- Job A:
In the water softener distribution tube thread, why should the end of the new PVC pipe be chamfered?
- Job B:
Rewrite the water softener thread between "I push the tube" and "to warranty anything.", inclusive, putting "garden hose" in place of "washing machine hose".
- Job C:
Carry on the water softener distribution tube thread from the point where it stops.

# Water Sofener Distribution Tube



## rocksteady

I'm sure a ton of you have done this but I also know there's a lot of plumbers that do almost anything to avoid water softeners. Today I replaced a distribution tube in a Fleck Proflow water softener. When a customer complains of resin in the lines, this is the problem 99% of the time. 

Clue #1









Crappy picture of a Fleck Proflow









First, put the unit on bypass and relieve the pressure by running it through a cycle manually.









Spin the head off either by hand or with a huge pair of Chanel Locks and pull the tube out. Tube is missing in this picture.









This is culprit. The strainer at the end broke due to being 12 years old.









This is the new strainer, it goes onto a new piece of 3/4" sch. 40 pvc.



























Cut it to the same length as the old one.









Chamfer the end so it doesn't rip the o-ring on the head.









Done.









Always check the water pressure if you find resin in the lines as high pressure will blow the strainers. This one failed due to age, pressure is fine.


----------



## Will

Nice job:thumbsup:. How did you get the tube back in the Resin tank? You refill it with media? I just put in a Water Softener from CAI Technologies. Went in easy and was of high quality. 

http://www.caitechnologies.com/


----------



## rocksteady

Will said:


> Nice job:thumbsup:. How did you get the tube back in the Resin tank?


I push the tube down as far as it will go and then use water pressure to push it the rest of the way down. You can make up a fitting that allows you to connect a washing machine hose to the dist. tube and using just a little bit of water, you can ease the tube to the bottom of the tank.





Will said:


> You refill it with media?


Not this time. I don't think the customer lost even 10% of the media and this w/s is 12 years old. I tried to recommend a new w/s but she wanted this one back online as cheap as possible. No telling how much more time the current resin has and if something else is going to fail. With a unit this old, it's almost an "all or nothing" approach to rebuilding if you really want to warranty anything.





Paul


----------



## Master Mark

*what was that worth*



rocksteady said:


> I'm sure a ton of you have done this but I also know there's a lot of plumbers that do almost anything to avoid water softeners. Today I replaced a distribution tube in a Fleck Proflow water softener. When a customer complains of resin in the lines, this is the problem 99% of the time.
> 
> Clue #1
> 
> 
> Crappy picture of a Fleck Proflow
> 
> 
> First, put the unit on bypass and relieve the pressure by running it through a cycle manually.
> 
> 
> Spin the head off either by hand or with a huge pair of Chanel Locks and pull the tube out. Tube is missing in this picture.
> 
> 
> This is culprit. The strainer at the end broke due to being 12 years old.
> 
> 
> This is the new strainer, it goes onto a new piece of 3/4" sch. 40 pvc.
> 
> 
> 
> 
> 
> 
> Cut it to the same length as the old one.
> 
> 
> Chamfer the end so it doesn't rip the o-ring on the head.
> 
> 
> Done.

- Information shown:

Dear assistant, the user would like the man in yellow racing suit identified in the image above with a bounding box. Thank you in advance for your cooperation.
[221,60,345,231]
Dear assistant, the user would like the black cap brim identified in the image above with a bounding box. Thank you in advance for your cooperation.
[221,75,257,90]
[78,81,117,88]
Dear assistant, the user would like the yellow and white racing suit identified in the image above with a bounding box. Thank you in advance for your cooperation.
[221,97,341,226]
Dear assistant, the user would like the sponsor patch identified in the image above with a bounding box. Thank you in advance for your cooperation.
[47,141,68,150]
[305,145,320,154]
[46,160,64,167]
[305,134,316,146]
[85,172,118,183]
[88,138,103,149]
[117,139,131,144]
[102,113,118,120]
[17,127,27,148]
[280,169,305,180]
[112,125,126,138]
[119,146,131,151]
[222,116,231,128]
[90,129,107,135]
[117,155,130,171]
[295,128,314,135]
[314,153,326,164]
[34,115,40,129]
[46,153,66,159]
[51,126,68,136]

- Answer A:
So it doesn't rip the o-ring on the head.

- Answer B:
I push the tube down as far as it will go and then use water pressure to push it the rest of the way down. You can make up a fitting that allows you to connect a garden hose to the dist. tube and using just a little bit of water, you can ease the tube to the bottom of the tank.





Will said:


> You refill it with media?


Not this time. I don't think the customer lost even 10% of the media and this w/s is 12 years old. I tried to recommend a new w/s but she wanted this one back online as cheap as possible. No telling how much more time the current resin has and if something else is going to fail. With a unit this old, it's almost an "all or nothing" approach to rebuilding if you really want to warranty anything.

- Answer C:
> 
> 
> Always check the water pressure if you find resin in the lines as high pressure will blow the strainers. This one failed due to age, pressure is fine.


 





I have never attempted to mess with one of those but am curious as to
 how long it took and how much $$ you charged to make the repairs to that 
12 year old unit... 

In our town, if the unit were over 5 years old..Culligan would
simpy try to sell them a whole new unit...


----------



## Protech

Not to bust balls here but I think that is called a "riser tube". I call them dip tubes sometimes though too so I'm guilty as well.


----------



## rocksteady

Master Mark said:


> I have never attempted to mess with one of those but am curious as to
> how long it took and how much $$ you charged to make the repairs to that
> 12 year old unit...
> 
> In our town, if the unit were over 5 years old..Culligan would
> simpy try to sell them a whole new unit...


I offered a new one but she can't afford it and wanted this one repaired as cheaply as possible. I got it done in 90 minutes and also changed some R.O. filters. It would have gone a bit faster if it were in a garage but the whole mess was under the house and not very convenient to get to. The bill was about $210. I did the work with the understanding that the* ONLY* thing guaranteed was the new strainer and tube.




Protech said:


> Not to bust balls here but I think that is called a "riser tube". I call them dip tubes sometimes though too so I'm guilty as well.


 
I've heard them called distribution tubes, down tubes, riser tubes, etc. The place I got the strainer from calls them distributor tubes. 







Paul


----------



## Will

"riser tube" is the correct way of saying it, but who really cares? I knew what you where talking about, and the home owner doesn't. You could of called it anything followed by tube and the home owner would have believed you. 


How much would a fleck water softener of that capacity cost new?


----------



## Pipe Rat

Thanks for the pics. I have never seen the inside of those. I always assumed it was something failed in the head unit that caused that. :blush:


----------



## user2090

I dislike having to repair a 12 year old softener. They can go for a long time so its fine, but still.

Have you installed and clack head yet?

Will, why in the world are you using the old style autotrol heads?


----------



## rocksteady

Indie said:


> Will, why in the world are you using the old style autotrol heads?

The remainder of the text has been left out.